Required action
Copy out the APWU notice below, about voluntary transfers to the Letter Carrier Craft, word for word from its headline to its last line.
=== Passage provided ===
APWU Warns Members: Beware of Risks in USPS Campaign for Voluntary Transfers to Letter Carrier

The APWU is warning union members of risks associated with a management campaign to encourage career Clerk, Maintenance and Motor Vehicle Craft employees to volunteer for reassignments to the Letter Carrier Craft.

“Transferring to another craft is an important decision. I encourage union members to think long and hard before they make such a major change. And I urge employees to be aware of the risks as well as the benefits when management promotes the transfers as a great opportunity.
Cliff Guffey, President

In a letter dated Jan. 3 [PDF], management notified the union that it will mail a letter to all career employees in the three APWU-represented crafts (and employees in the Mail Handler Craft) touting the benefits of voluntary reassignments to the Letter Carrier Craft.

But there are disadvantages to the voluntary reassignments — which management is not divulging to employees.


When employees transfer voluntarily to another craft, they begin a new period of seniority.

Limits on Excessing:

The APWU negotiated strict limits on excessing during bargaining over the 2010-2015 Collective Bargaining Agreement [PDF]. As a result, employees in crafts represented by the APWU cannot be excessed beyond 50 miles.

Our brothers and sisters in the National Association of Letter Carriers are currently bargaining with the Postal Service over the terms of their contract, but, as of now, the USPS is not bound by these limits for employees in the Letter Carrier Craft.
=== Supplied material ===
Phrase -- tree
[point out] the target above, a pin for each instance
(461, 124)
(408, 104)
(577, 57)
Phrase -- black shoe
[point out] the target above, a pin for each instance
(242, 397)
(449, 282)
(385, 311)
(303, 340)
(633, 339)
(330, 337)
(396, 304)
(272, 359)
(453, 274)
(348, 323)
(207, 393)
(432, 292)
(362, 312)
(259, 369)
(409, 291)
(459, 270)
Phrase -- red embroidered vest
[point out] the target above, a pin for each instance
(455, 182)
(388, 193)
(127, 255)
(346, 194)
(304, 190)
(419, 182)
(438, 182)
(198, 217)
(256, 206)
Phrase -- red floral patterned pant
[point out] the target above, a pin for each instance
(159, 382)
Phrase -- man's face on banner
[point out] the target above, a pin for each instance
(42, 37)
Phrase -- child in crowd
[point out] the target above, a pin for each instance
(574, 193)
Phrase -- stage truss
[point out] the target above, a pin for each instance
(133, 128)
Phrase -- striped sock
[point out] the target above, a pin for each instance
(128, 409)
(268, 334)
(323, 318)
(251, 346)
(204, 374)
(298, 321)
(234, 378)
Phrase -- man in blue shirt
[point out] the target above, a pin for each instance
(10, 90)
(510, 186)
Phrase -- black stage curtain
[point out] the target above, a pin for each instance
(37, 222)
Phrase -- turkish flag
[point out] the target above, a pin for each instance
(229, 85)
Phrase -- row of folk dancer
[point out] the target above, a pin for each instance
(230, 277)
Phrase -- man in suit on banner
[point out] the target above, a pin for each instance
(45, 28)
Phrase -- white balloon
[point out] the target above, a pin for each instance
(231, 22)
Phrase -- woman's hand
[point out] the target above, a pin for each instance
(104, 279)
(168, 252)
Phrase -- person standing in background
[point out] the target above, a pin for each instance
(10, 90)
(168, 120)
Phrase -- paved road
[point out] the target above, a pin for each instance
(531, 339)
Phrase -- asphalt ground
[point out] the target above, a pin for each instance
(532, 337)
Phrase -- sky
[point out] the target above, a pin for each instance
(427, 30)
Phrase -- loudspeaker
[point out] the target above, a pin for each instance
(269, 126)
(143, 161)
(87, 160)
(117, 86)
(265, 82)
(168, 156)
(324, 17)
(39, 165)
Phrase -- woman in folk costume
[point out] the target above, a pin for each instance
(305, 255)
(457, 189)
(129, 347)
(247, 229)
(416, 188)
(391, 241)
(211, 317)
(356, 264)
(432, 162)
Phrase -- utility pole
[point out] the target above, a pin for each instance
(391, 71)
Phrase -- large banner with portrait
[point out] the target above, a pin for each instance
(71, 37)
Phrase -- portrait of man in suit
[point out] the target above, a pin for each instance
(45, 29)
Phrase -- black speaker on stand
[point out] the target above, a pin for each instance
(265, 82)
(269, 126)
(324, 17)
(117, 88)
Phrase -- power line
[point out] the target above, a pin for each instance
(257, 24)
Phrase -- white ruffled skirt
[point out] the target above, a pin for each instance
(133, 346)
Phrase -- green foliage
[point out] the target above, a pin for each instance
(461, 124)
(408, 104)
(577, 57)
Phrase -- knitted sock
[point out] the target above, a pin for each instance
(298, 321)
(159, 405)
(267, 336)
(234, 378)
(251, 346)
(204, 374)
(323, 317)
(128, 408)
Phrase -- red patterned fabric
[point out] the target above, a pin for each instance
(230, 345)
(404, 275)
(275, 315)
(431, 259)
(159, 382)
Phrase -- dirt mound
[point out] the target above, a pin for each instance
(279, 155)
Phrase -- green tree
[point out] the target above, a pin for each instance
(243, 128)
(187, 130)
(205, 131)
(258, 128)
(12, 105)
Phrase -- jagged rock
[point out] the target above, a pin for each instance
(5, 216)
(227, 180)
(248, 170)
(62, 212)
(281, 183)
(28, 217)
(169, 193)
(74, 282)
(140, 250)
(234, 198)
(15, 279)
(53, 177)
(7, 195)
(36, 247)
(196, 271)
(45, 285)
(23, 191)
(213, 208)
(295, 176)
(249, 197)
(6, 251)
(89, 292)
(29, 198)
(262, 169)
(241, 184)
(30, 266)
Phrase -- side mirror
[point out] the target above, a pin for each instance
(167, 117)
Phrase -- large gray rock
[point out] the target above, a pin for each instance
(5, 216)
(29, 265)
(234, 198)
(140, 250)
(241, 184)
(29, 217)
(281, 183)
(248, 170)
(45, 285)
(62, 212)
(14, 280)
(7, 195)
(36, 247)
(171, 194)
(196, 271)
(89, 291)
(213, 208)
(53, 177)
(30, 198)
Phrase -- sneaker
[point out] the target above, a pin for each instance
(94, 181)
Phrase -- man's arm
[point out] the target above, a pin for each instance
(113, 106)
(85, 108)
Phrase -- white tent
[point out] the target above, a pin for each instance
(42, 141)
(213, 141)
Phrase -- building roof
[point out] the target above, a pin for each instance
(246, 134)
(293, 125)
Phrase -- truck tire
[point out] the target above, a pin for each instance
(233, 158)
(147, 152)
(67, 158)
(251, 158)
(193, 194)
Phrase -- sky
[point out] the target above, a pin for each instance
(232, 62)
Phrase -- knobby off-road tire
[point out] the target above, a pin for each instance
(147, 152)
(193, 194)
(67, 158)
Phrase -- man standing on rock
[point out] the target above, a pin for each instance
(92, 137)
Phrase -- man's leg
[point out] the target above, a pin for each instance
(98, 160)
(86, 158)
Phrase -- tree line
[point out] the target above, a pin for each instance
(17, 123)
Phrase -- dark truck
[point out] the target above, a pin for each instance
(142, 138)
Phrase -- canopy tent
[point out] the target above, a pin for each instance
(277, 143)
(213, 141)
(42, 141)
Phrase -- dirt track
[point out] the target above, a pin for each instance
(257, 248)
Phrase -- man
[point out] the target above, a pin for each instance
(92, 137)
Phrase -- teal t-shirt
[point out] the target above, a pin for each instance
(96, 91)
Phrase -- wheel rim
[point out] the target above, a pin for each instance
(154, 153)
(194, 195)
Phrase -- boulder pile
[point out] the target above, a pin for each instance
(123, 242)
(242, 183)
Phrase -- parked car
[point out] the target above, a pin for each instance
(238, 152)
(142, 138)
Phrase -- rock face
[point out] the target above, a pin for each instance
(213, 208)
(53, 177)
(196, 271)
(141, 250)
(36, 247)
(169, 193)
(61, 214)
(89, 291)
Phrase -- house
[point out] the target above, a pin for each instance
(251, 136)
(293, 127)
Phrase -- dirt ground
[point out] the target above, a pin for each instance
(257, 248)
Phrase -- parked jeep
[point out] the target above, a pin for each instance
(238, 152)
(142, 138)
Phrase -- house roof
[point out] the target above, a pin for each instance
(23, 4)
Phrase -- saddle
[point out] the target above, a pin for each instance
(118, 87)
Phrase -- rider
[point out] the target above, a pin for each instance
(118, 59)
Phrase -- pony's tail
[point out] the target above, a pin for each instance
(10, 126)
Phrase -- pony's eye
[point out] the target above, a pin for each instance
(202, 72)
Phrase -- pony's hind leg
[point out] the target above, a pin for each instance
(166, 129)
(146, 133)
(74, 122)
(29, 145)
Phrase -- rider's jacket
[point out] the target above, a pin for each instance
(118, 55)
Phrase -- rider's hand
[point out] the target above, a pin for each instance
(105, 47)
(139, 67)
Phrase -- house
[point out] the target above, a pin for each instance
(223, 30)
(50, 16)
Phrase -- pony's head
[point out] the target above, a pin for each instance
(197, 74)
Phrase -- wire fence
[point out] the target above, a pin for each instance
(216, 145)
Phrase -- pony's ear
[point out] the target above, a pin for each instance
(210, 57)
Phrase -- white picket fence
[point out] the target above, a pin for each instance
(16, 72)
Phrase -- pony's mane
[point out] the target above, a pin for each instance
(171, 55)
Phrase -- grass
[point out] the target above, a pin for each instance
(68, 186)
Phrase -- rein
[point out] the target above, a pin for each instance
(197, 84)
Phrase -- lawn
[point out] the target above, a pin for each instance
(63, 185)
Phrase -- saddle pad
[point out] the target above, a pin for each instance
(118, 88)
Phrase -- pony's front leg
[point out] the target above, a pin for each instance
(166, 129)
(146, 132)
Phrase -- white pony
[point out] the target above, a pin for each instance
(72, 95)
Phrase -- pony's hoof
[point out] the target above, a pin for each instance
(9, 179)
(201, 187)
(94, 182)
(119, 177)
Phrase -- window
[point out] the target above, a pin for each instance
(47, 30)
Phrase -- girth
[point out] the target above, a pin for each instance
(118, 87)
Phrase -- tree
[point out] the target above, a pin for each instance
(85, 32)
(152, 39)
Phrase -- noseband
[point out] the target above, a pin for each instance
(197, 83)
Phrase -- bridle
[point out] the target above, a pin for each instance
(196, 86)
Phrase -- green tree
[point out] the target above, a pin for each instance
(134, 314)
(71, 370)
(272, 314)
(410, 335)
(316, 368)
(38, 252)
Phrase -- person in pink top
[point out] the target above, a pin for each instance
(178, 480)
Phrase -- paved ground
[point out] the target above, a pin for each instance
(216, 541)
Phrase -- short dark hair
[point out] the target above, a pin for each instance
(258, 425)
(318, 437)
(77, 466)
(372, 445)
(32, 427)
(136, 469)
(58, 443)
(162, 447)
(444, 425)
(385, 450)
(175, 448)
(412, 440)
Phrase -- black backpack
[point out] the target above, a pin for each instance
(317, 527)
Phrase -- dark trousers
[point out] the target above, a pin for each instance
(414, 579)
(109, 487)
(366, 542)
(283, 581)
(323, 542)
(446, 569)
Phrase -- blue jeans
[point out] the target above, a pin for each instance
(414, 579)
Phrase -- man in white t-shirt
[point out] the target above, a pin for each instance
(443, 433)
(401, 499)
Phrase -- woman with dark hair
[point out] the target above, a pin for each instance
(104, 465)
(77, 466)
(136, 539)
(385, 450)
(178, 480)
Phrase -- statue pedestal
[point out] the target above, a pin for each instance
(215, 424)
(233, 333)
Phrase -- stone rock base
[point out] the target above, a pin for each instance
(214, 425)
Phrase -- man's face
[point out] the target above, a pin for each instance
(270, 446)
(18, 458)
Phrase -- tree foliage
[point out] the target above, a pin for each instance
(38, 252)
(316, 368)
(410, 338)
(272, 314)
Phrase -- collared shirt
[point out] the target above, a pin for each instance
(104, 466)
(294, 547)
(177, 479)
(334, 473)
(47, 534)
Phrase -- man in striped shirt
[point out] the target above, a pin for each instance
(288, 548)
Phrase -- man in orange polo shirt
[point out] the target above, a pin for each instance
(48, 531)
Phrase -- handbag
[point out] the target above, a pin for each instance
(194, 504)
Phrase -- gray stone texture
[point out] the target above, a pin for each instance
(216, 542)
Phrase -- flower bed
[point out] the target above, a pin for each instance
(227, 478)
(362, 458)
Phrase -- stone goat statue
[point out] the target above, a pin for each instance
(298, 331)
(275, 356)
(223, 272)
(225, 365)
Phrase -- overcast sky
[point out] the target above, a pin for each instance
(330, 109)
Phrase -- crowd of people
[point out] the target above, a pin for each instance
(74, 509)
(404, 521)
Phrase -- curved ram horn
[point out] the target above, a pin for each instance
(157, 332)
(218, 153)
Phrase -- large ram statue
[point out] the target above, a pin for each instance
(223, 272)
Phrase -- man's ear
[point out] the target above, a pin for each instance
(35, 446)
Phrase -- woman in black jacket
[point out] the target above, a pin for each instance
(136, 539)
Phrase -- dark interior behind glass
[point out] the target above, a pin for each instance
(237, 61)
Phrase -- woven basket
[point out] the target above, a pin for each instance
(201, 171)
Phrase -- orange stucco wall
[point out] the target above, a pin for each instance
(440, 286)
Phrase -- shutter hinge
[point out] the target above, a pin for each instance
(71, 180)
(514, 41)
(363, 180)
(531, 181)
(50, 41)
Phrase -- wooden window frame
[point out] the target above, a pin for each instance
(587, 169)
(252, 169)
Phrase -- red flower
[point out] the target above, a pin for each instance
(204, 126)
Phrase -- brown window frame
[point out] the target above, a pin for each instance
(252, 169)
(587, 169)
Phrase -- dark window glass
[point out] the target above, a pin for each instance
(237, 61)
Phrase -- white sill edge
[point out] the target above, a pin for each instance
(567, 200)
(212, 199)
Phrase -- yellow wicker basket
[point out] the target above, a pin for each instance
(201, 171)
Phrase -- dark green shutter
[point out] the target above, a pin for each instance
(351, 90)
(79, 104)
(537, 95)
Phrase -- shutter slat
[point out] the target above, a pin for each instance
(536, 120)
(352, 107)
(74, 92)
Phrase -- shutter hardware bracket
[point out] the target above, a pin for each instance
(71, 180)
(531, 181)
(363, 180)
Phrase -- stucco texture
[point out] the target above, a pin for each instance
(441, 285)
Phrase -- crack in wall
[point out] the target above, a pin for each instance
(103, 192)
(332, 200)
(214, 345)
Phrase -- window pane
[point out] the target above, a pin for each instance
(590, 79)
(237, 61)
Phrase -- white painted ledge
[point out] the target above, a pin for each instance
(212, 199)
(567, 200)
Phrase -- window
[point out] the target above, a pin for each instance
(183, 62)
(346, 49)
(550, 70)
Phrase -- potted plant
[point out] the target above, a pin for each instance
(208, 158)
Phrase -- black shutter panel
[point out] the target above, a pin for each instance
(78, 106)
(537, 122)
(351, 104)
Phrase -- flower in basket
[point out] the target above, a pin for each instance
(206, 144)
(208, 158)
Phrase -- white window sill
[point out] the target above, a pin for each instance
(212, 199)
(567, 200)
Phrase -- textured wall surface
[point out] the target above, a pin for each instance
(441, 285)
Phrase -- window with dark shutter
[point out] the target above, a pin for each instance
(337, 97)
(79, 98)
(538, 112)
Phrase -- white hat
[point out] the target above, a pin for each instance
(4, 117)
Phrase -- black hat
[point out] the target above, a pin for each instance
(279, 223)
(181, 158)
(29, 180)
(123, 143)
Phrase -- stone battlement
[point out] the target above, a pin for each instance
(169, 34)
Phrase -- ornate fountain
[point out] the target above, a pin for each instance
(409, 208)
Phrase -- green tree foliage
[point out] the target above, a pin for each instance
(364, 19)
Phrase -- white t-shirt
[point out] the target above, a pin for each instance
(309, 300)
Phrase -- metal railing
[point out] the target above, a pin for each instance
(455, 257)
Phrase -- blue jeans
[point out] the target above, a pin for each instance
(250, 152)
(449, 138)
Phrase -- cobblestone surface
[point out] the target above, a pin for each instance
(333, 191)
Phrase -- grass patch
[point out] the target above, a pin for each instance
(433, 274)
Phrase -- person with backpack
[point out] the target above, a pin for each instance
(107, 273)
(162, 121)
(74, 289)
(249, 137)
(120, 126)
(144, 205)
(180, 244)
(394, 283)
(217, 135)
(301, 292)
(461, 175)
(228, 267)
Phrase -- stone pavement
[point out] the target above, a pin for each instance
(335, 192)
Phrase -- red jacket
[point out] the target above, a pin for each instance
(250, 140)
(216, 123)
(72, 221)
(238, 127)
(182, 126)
===
Worked solution
APWU Warns Members: Beware of Risks in USPS Campaign for Voluntary Transfers to Letter Carrier

The APWU is warning union members of risks associated with a management campaign to encourage career Clerk, Maintenance and Motor Vehicle Craft employees to volunteer for reassignments to the Letter Carrier Craft.

“Transferring to another craft is an important decision. I encourage union members to think long and hard before they make such a major change. And I urge employees to be aware of the risks as well as the benefits when management promotes the transfers as a great opportunity.
Cliff Guffey, President

In a letter dated Jan. 3 [PDF], management notified the union that it will mail a letter to all career employees in the three APWU-represented crafts (and employees in the Mail Handler Craft) touting the benefits of voluntary reassignments to the Letter Carrier Craft.

But there are disadvantages to the voluntary reassignments — which management is not divulging to employees.


When employees transfer voluntarily to another craft, they begin a new period of seniority.

Limits on Excessing:

The APWU negotiated strict limits on excessing during bargaining over the 2010-2015 Collective Bargaining Agreement [PDF]. As a result, employees in crafts represented by the APWU cannot be excessed beyond 50 miles.

Our brothers and sisters in the National Association of Letter Carriers are currently bargaining with the Postal Service over the terms of their contract, but, as of now, the USPS is not bound by these limits for employees in the Letter Carrier Craft.